== MATERIALS PROVIDED ==

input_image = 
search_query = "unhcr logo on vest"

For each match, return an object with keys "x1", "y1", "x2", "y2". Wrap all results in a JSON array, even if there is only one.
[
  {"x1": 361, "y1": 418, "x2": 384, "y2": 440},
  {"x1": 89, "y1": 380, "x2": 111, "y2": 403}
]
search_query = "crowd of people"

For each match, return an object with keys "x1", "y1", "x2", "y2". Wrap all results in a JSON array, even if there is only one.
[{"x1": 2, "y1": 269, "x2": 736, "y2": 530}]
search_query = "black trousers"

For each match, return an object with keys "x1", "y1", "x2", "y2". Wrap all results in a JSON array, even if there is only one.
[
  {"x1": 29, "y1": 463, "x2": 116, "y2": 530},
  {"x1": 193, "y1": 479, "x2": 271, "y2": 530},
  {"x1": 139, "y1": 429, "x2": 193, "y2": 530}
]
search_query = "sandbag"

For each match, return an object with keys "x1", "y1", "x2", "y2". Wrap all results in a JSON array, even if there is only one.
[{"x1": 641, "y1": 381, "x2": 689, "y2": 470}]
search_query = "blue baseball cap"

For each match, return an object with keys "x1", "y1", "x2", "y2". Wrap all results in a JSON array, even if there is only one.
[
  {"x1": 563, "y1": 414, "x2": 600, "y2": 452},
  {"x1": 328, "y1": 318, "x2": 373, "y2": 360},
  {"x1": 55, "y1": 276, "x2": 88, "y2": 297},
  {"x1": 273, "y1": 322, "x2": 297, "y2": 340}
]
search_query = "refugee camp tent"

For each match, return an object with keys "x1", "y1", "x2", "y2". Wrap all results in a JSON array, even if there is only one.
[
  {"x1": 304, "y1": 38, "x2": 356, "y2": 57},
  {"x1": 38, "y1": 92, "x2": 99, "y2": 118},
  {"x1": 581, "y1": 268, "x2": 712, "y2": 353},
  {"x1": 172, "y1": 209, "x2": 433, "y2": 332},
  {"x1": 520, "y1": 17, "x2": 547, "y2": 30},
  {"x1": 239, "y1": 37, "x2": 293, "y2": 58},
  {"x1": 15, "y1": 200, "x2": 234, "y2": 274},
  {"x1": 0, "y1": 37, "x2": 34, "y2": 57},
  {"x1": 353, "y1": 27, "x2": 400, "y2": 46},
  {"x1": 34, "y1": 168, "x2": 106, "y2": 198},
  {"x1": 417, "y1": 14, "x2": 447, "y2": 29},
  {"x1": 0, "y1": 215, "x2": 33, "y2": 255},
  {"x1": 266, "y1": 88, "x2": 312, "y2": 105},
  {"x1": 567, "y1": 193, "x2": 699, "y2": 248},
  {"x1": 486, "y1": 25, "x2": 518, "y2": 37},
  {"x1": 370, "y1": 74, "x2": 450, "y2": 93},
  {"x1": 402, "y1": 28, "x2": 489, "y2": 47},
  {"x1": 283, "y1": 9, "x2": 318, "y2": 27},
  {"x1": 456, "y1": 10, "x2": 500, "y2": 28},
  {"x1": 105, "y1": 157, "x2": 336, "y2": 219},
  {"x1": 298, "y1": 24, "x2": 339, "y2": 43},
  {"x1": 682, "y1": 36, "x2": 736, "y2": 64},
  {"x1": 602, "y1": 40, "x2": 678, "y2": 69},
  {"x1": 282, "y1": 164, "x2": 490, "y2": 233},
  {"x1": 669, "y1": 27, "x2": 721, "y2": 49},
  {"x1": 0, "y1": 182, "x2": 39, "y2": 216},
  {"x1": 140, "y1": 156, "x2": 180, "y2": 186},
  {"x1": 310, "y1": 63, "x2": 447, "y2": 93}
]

== YOUR OBJECTIVE ==
This exercise requires that all of the entries be repeated exactly.

== RESPONSE ==
input_image = 
search_query = "unhcr logo on vest"

For each match, return an object with keys "x1", "y1", "x2", "y2". Wrap all results in a JSON array, even if there is only one.
[
  {"x1": 361, "y1": 418, "x2": 384, "y2": 440},
  {"x1": 89, "y1": 380, "x2": 111, "y2": 403}
]
search_query = "crowd of people"

For each match, return an object with keys "x1", "y1", "x2", "y2". Wrap all results in a JSON array, even if there is only one.
[{"x1": 2, "y1": 269, "x2": 736, "y2": 530}]
search_query = "black trousers"

For each match, return an object with keys "x1", "y1", "x2", "y2". Wrap all results in a JSON array, even if there is only one.
[
  {"x1": 29, "y1": 463, "x2": 116, "y2": 530},
  {"x1": 193, "y1": 479, "x2": 271, "y2": 530},
  {"x1": 139, "y1": 429, "x2": 193, "y2": 530}
]
search_query = "sandbag"

For each match, return an object with keys "x1", "y1", "x2", "y2". Wrap all results in a JSON array, even if there is only one.
[{"x1": 641, "y1": 381, "x2": 689, "y2": 470}]
search_query = "blue baseball cap"

For each match, return an object with keys "x1", "y1", "x2", "y2". Wrap all results in a JSON array, even if there is only one.
[
  {"x1": 563, "y1": 414, "x2": 600, "y2": 452},
  {"x1": 328, "y1": 318, "x2": 373, "y2": 360},
  {"x1": 55, "y1": 276, "x2": 88, "y2": 297},
  {"x1": 273, "y1": 322, "x2": 297, "y2": 340}
]
search_query = "refugee camp tent"

For each match, return an object with keys "x1", "y1", "x2", "y2". Wrap all results in a JSON array, even if there is only one.
[
  {"x1": 304, "y1": 38, "x2": 356, "y2": 57},
  {"x1": 38, "y1": 92, "x2": 99, "y2": 118},
  {"x1": 581, "y1": 268, "x2": 712, "y2": 353},
  {"x1": 172, "y1": 209, "x2": 433, "y2": 332},
  {"x1": 520, "y1": 17, "x2": 547, "y2": 30},
  {"x1": 239, "y1": 37, "x2": 293, "y2": 58},
  {"x1": 15, "y1": 200, "x2": 234, "y2": 274},
  {"x1": 0, "y1": 37, "x2": 34, "y2": 57},
  {"x1": 353, "y1": 27, "x2": 400, "y2": 46},
  {"x1": 34, "y1": 168, "x2": 106, "y2": 198},
  {"x1": 417, "y1": 14, "x2": 447, "y2": 29},
  {"x1": 0, "y1": 215, "x2": 33, "y2": 255},
  {"x1": 266, "y1": 88, "x2": 312, "y2": 105},
  {"x1": 567, "y1": 193, "x2": 699, "y2": 248},
  {"x1": 486, "y1": 25, "x2": 518, "y2": 37},
  {"x1": 370, "y1": 74, "x2": 450, "y2": 93},
  {"x1": 402, "y1": 28, "x2": 489, "y2": 47},
  {"x1": 283, "y1": 9, "x2": 318, "y2": 27},
  {"x1": 456, "y1": 10, "x2": 500, "y2": 28},
  {"x1": 105, "y1": 157, "x2": 336, "y2": 219},
  {"x1": 298, "y1": 24, "x2": 339, "y2": 43},
  {"x1": 682, "y1": 36, "x2": 736, "y2": 64},
  {"x1": 602, "y1": 40, "x2": 678, "y2": 69},
  {"x1": 282, "y1": 164, "x2": 490, "y2": 233},
  {"x1": 669, "y1": 27, "x2": 721, "y2": 49},
  {"x1": 0, "y1": 182, "x2": 39, "y2": 216},
  {"x1": 140, "y1": 156, "x2": 180, "y2": 186},
  {"x1": 310, "y1": 63, "x2": 447, "y2": 93}
]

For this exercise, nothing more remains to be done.